* _Supplied material_:

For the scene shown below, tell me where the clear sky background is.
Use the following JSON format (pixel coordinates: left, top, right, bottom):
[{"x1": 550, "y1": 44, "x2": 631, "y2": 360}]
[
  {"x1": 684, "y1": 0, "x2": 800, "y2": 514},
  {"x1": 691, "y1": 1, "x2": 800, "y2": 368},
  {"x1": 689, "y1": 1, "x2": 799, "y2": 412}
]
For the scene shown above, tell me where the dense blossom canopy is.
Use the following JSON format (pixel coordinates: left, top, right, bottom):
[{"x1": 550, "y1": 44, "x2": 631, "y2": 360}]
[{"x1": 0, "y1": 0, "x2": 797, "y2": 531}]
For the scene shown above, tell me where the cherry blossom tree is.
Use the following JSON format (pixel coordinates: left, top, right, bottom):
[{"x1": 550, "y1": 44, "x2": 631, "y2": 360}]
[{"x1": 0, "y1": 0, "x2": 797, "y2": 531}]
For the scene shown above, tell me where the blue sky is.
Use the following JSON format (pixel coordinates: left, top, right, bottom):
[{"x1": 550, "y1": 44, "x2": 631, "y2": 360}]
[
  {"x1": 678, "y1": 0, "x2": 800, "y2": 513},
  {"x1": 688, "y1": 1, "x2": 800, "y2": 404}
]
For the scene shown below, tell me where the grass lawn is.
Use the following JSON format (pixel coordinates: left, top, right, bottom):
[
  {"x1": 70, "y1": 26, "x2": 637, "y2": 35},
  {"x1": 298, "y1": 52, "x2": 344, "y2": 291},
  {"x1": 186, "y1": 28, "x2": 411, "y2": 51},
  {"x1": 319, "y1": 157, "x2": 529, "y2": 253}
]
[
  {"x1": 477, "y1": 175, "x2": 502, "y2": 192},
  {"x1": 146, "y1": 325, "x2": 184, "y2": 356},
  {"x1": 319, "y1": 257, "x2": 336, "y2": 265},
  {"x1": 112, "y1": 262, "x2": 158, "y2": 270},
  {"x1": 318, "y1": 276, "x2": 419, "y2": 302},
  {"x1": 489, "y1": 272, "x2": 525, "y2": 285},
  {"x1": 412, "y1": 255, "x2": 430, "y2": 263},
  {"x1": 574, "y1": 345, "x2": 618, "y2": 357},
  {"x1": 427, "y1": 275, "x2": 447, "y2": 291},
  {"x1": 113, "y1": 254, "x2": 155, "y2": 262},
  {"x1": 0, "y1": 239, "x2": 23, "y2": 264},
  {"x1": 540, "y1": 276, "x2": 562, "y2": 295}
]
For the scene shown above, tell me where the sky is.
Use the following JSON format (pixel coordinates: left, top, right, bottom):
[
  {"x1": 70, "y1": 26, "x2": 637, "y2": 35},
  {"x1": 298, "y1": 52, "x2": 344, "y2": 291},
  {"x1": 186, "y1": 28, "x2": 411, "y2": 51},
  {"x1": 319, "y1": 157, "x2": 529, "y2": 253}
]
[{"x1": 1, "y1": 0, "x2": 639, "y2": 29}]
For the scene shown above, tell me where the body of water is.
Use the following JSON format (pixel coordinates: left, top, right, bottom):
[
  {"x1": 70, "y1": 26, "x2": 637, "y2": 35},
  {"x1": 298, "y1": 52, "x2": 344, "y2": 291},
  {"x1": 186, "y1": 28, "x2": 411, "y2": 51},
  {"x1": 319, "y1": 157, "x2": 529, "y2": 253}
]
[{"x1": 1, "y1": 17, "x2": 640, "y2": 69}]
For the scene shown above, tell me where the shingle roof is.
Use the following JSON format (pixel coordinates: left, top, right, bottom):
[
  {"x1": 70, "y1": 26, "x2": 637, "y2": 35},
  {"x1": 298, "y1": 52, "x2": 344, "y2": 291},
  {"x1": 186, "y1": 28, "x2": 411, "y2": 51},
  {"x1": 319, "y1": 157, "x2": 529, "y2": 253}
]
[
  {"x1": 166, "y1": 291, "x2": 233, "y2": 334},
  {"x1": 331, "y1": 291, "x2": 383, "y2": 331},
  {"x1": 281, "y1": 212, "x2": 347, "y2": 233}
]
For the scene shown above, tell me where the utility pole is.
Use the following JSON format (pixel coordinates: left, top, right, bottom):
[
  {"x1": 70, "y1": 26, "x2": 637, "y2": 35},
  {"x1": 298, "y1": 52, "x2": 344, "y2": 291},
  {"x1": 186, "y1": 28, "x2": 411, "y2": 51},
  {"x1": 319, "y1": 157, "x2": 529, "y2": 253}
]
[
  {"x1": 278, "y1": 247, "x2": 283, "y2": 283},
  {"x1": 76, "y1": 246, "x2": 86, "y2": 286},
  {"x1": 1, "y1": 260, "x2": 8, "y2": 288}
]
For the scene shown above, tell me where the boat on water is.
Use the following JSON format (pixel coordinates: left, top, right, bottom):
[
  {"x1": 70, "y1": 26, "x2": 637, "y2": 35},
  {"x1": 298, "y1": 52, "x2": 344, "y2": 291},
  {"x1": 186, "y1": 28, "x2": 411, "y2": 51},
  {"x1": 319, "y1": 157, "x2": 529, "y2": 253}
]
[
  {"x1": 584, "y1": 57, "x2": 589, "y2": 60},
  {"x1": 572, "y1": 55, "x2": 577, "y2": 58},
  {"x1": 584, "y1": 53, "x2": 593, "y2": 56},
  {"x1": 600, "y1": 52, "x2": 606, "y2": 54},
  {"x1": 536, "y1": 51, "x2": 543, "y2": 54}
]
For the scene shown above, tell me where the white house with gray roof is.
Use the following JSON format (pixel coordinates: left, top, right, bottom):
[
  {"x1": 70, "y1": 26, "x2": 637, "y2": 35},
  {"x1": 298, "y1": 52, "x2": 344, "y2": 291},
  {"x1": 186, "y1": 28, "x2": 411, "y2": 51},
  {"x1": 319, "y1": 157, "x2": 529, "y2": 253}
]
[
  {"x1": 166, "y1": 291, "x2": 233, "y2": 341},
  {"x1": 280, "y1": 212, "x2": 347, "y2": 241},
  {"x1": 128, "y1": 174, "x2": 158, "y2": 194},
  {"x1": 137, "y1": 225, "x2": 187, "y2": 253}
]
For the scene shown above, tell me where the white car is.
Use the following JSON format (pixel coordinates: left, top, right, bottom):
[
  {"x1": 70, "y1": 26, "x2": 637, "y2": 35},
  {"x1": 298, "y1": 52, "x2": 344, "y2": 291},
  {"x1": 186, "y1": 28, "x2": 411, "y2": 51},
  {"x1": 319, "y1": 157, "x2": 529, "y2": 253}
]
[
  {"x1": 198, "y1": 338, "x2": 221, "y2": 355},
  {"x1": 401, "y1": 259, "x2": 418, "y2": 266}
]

* _Your assignment_: Wherever a line of the entries holds the string "water", copy that line.

* _Output_:
For the scene shown above, tell me where the body of water is.
For the scene shown above, tell me where the boat on water is.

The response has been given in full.